• _WHAT IS BEING ASKED_:
Reproduce every line of the records below verbatim, in the same order. Omit the pictures from your answer.

• _RECORDED DATA_:
* * *

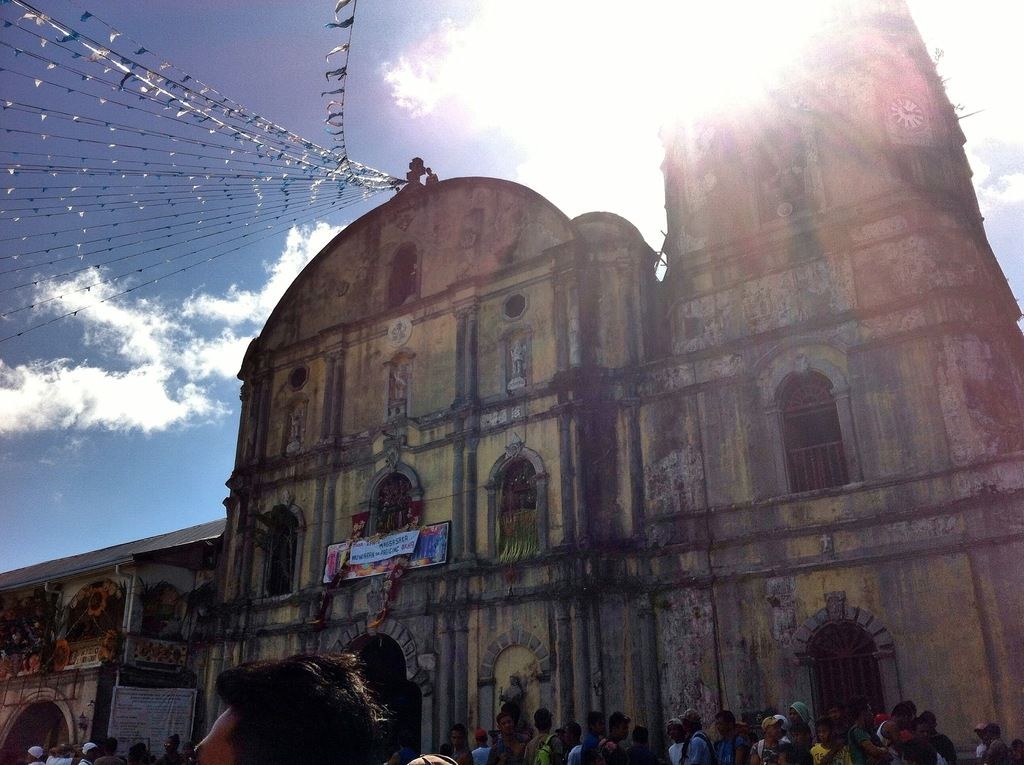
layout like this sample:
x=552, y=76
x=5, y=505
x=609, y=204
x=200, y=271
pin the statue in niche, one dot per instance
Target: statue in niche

* * *

• _TASK SOLUTION_:
layout like this sample:
x=552, y=76
x=5, y=505
x=609, y=204
x=200, y=271
pin the statue in niche, one dot per instance
Target: statue in niche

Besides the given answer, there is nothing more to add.